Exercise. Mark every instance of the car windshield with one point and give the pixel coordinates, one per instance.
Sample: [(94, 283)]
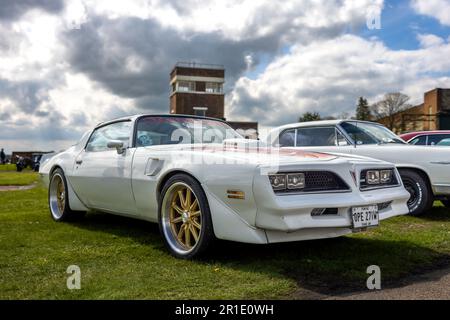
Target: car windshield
[(368, 133), (153, 130)]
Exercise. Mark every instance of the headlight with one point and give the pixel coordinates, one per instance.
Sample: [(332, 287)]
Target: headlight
[(278, 181), (296, 181), (385, 176), (378, 177), (291, 181), (307, 181)]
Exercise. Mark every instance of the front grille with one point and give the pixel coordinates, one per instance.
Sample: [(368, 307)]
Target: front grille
[(323, 181), (383, 206), (319, 181), (324, 212)]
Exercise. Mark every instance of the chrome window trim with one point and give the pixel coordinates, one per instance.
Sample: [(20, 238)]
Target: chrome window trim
[(397, 175)]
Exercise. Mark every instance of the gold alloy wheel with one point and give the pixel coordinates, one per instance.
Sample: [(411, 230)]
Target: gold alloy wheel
[(60, 195), (185, 216)]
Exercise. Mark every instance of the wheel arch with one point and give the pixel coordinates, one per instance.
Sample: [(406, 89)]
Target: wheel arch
[(74, 201), (222, 216), (170, 174)]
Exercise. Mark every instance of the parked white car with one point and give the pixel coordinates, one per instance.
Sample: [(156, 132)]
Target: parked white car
[(214, 184), (425, 171)]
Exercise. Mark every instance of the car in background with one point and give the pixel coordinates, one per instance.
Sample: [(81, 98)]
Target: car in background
[(425, 171), (214, 184), (445, 142), (426, 138)]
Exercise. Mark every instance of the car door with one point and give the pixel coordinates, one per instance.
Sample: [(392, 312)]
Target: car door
[(322, 139), (102, 175)]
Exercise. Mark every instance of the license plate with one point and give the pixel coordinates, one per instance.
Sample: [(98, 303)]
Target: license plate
[(364, 217)]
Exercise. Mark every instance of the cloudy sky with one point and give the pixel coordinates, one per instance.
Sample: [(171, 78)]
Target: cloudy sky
[(67, 65)]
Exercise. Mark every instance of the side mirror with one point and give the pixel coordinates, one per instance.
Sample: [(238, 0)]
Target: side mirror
[(116, 144)]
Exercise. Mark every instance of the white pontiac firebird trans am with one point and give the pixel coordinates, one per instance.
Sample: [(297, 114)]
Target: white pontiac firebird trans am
[(425, 170), (200, 180)]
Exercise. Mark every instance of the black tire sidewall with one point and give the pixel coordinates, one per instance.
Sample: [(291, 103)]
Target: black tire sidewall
[(207, 233), (426, 201), (446, 203)]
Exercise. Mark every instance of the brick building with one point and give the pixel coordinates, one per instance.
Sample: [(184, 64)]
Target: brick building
[(197, 89), (432, 114)]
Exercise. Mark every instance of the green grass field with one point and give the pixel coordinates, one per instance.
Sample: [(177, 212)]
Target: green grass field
[(122, 258), (7, 167)]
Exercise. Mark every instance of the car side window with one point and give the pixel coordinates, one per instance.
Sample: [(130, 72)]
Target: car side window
[(419, 141), (436, 138), (316, 137), (287, 138), (115, 131)]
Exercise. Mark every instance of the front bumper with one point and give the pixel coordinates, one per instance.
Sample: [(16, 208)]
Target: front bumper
[(293, 213)]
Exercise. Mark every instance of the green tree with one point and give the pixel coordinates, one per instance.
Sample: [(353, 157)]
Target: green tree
[(310, 116), (363, 110)]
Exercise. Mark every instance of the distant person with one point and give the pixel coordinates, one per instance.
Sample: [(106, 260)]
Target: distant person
[(2, 157)]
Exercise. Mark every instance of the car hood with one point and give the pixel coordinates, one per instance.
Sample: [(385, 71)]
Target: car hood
[(264, 155)]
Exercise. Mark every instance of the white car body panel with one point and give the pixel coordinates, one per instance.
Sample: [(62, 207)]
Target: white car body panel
[(129, 184), (435, 162)]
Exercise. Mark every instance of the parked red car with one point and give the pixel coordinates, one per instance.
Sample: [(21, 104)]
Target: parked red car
[(426, 138)]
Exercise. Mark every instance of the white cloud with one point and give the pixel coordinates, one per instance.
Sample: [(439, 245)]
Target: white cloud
[(240, 19), (439, 9)]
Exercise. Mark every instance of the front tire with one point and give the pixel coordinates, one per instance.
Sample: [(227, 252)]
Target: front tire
[(421, 199), (58, 199), (185, 218)]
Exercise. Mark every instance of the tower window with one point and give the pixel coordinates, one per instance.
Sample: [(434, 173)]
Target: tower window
[(186, 86), (200, 111), (213, 87)]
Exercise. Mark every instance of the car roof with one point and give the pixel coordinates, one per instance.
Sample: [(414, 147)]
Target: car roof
[(321, 123), (135, 117)]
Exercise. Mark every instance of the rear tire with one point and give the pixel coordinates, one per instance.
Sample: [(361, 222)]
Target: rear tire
[(58, 199), (421, 200), (184, 217)]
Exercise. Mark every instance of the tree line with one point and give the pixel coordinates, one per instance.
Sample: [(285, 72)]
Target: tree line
[(387, 107)]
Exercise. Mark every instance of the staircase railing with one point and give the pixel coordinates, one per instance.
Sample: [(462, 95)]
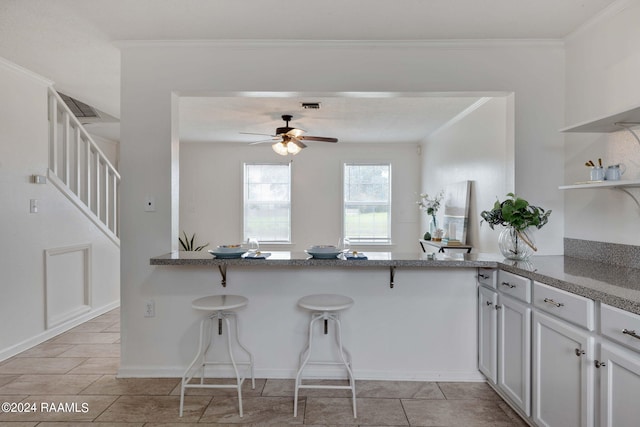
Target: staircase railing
[(81, 170)]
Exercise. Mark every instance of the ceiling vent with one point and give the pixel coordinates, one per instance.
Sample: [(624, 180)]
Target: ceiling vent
[(85, 113), (310, 105)]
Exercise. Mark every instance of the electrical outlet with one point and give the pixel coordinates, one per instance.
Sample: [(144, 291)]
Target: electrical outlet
[(149, 308)]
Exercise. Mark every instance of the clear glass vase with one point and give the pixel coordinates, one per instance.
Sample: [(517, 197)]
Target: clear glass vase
[(516, 244)]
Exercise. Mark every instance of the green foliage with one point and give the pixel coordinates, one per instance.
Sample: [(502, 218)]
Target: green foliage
[(515, 212), (188, 243)]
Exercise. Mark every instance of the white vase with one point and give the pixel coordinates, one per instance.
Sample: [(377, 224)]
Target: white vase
[(516, 244)]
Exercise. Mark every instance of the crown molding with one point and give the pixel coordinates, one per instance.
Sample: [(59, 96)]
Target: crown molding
[(609, 11), (395, 44), (12, 66)]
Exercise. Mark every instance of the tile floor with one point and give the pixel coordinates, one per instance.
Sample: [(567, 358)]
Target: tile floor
[(78, 369)]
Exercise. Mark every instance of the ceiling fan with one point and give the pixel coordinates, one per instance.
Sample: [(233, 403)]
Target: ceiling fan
[(288, 140)]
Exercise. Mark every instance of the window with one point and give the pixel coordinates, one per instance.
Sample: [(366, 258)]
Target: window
[(367, 203), (267, 202)]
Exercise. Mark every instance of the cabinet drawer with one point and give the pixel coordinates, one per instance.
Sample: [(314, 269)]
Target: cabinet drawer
[(487, 277), (570, 307), (517, 286), (620, 326)]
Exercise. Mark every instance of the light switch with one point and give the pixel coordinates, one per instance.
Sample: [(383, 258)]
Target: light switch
[(149, 204)]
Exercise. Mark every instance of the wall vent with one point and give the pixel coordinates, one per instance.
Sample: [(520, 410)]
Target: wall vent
[(310, 105)]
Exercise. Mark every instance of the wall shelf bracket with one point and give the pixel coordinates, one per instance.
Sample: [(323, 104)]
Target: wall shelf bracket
[(624, 190), (628, 126), (223, 274), (392, 275)]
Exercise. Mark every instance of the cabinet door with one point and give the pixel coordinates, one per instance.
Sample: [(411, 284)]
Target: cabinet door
[(514, 351), (563, 386), (619, 387), (487, 333)]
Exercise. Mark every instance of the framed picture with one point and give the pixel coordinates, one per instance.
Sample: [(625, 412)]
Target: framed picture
[(456, 210)]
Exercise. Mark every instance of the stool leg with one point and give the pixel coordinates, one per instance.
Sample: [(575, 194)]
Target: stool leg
[(185, 377), (233, 362), (253, 379), (314, 318), (346, 364)]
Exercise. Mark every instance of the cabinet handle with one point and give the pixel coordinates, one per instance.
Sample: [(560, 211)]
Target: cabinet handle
[(552, 302), (631, 333)]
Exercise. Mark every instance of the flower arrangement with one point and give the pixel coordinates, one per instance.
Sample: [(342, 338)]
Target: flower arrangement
[(517, 215), (431, 205)]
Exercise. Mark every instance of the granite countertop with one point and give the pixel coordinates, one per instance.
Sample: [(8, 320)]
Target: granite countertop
[(611, 284)]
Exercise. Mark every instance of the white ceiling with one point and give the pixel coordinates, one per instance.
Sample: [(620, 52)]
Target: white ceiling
[(72, 42)]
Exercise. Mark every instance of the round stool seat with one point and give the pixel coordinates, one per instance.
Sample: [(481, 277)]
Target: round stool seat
[(219, 302), (325, 302)]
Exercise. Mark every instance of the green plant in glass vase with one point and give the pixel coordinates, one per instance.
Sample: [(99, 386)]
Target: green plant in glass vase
[(519, 219)]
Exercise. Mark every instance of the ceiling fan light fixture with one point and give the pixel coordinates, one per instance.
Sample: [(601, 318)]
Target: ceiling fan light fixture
[(280, 148)]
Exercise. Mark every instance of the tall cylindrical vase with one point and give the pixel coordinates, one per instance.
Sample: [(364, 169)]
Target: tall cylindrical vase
[(516, 244)]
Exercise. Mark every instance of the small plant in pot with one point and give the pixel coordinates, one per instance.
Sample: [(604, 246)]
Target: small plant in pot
[(519, 219), (188, 244)]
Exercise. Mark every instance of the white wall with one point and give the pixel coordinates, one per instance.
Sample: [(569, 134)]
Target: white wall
[(211, 191), (603, 67), (152, 73), (476, 147), (25, 236)]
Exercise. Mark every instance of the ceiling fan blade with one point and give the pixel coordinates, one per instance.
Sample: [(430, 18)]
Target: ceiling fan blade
[(318, 138), (253, 133), (262, 141), (295, 132), (298, 142)]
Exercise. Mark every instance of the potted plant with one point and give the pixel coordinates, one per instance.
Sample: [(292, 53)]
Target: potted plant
[(431, 205), (188, 243), (519, 219)]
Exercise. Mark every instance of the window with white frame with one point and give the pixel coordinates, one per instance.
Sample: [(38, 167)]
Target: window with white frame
[(267, 202), (367, 203)]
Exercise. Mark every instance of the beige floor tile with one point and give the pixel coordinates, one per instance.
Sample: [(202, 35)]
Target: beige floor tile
[(6, 379), (399, 389), (98, 365), (459, 390), (110, 385), (46, 349), (154, 409), (86, 338), (61, 408), (257, 410), (371, 411), (41, 365), (285, 388), (247, 391), (458, 413), (93, 350), (48, 384)]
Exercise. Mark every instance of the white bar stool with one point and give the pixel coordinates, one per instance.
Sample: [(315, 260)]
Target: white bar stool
[(325, 307), (218, 307)]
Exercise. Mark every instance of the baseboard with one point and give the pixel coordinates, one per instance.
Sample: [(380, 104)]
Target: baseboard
[(177, 372), (57, 330)]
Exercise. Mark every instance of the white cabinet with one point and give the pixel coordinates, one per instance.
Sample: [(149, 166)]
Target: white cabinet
[(563, 374), (619, 386), (504, 336), (514, 351), (488, 333)]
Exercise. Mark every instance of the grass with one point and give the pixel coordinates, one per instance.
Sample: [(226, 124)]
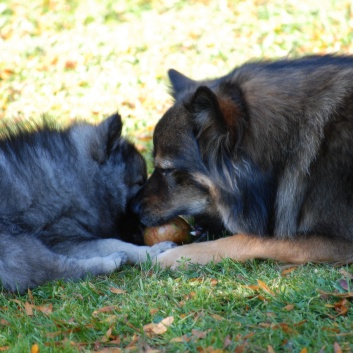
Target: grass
[(89, 58)]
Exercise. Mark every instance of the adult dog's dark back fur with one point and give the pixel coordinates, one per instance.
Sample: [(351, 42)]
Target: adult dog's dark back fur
[(64, 203), (268, 150)]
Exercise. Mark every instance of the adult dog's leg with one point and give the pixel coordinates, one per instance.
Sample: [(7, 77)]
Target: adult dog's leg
[(243, 247), (83, 249)]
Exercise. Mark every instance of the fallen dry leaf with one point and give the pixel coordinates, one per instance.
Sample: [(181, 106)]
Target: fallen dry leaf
[(197, 334), (117, 290), (217, 317), (180, 339), (270, 349), (28, 309), (4, 322), (106, 336), (105, 309), (333, 294), (289, 270), (342, 306), (240, 348), (159, 328), (265, 287), (109, 350), (35, 348), (337, 348)]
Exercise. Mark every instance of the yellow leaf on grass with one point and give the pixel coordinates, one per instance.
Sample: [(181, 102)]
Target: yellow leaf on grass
[(337, 348), (217, 317), (117, 290), (35, 348), (265, 287), (289, 307), (270, 349), (289, 270), (159, 328), (104, 309), (28, 309)]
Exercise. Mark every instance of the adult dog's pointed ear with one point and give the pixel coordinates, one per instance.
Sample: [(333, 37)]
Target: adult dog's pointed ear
[(217, 121), (180, 83), (108, 135)]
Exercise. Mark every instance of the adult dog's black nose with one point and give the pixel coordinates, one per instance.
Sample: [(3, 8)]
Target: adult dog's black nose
[(135, 204)]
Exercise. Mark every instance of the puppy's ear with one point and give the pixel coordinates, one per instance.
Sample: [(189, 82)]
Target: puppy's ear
[(180, 83), (108, 135)]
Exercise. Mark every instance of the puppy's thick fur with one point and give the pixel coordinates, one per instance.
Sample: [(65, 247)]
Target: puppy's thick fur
[(64, 203), (268, 151)]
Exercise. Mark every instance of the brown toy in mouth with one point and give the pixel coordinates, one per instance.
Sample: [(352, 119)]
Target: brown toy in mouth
[(176, 230)]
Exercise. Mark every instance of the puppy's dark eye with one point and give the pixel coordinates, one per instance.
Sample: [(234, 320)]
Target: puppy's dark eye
[(139, 182)]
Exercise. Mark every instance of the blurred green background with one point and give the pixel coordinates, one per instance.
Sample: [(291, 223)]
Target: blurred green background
[(89, 58)]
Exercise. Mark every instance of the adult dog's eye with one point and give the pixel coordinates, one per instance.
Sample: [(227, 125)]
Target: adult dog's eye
[(165, 171)]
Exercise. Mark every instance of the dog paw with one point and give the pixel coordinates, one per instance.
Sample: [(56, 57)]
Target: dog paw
[(115, 260), (160, 248), (173, 259)]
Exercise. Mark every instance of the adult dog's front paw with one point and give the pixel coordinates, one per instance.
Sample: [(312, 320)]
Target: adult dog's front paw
[(160, 248)]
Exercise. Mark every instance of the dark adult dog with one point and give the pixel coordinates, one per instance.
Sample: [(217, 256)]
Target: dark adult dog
[(64, 201), (268, 150)]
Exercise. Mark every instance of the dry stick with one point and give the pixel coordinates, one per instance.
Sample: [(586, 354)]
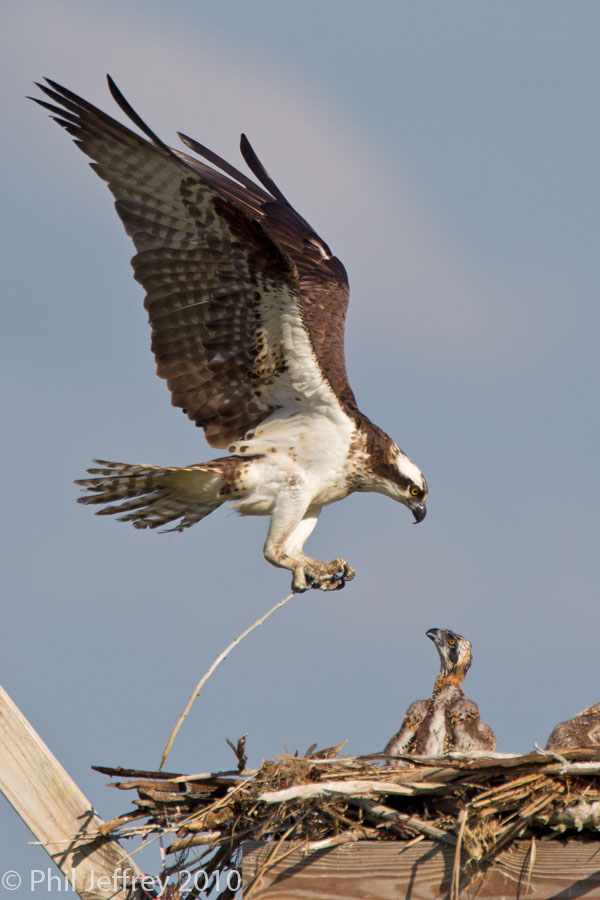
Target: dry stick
[(205, 677)]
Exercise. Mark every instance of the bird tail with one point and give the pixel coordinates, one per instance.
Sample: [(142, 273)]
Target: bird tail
[(151, 496)]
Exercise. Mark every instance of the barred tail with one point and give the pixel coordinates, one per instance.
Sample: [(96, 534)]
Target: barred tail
[(151, 496)]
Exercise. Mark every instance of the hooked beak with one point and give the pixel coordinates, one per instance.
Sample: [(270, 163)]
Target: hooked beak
[(418, 511)]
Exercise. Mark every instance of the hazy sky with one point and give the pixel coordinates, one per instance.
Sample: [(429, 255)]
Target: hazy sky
[(448, 153)]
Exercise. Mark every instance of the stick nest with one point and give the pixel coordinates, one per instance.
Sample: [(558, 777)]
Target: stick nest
[(477, 805)]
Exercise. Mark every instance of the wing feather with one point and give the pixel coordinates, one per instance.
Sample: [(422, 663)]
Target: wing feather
[(226, 268)]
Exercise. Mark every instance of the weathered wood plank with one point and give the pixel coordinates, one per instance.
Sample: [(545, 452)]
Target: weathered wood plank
[(54, 809), (377, 870)]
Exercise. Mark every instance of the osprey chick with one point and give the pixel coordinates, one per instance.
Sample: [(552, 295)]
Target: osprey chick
[(247, 306), (580, 732), (447, 722)]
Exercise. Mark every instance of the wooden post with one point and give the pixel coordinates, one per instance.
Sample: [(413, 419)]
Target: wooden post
[(55, 810), (371, 870)]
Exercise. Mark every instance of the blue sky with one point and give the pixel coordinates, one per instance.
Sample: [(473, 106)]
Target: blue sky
[(448, 154)]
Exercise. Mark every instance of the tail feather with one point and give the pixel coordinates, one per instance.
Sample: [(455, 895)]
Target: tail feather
[(151, 496)]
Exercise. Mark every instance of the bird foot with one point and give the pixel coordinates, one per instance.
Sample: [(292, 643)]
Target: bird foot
[(322, 576)]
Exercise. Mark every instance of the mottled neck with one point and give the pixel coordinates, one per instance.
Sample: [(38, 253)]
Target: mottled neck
[(445, 679)]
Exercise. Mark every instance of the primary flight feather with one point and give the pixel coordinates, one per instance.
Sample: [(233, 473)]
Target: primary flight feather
[(247, 307)]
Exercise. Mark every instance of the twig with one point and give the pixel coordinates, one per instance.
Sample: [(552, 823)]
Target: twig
[(461, 823), (205, 677)]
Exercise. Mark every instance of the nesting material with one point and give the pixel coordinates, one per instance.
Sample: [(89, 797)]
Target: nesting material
[(477, 805)]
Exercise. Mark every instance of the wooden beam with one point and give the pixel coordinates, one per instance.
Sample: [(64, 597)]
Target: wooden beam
[(55, 810), (371, 870)]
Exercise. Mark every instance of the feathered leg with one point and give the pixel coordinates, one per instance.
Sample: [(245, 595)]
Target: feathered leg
[(283, 548)]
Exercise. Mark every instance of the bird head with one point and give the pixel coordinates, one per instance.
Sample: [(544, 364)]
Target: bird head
[(406, 483), (454, 650)]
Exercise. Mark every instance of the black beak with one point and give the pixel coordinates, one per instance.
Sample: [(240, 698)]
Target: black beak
[(418, 511)]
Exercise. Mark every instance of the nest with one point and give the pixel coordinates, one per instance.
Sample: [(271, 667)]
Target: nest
[(477, 805)]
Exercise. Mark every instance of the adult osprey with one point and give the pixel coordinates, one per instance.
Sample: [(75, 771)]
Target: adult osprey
[(247, 307)]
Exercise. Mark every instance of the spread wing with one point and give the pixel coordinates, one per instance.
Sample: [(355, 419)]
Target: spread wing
[(246, 303)]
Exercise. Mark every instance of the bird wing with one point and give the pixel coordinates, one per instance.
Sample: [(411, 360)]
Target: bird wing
[(401, 742), (246, 303)]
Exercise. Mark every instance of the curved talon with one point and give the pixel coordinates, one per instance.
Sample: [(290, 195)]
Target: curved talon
[(322, 576)]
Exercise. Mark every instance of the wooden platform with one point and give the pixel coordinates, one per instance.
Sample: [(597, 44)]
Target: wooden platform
[(376, 870)]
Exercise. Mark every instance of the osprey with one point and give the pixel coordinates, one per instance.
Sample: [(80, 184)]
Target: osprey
[(447, 722), (247, 306), (582, 731)]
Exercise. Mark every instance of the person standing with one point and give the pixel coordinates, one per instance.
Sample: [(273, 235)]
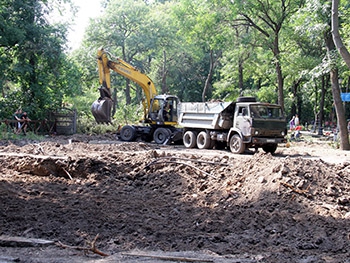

============

Task to complete:
Extract every line of the rows above that contains the word "yellow", and treat uppercase and lowercase as different.

Response to this exercise:
Exercise. Mark every instance of the yellow leaf on grass with one point and give the pixel coordinates, one per instance.
Target: yellow leaf on grass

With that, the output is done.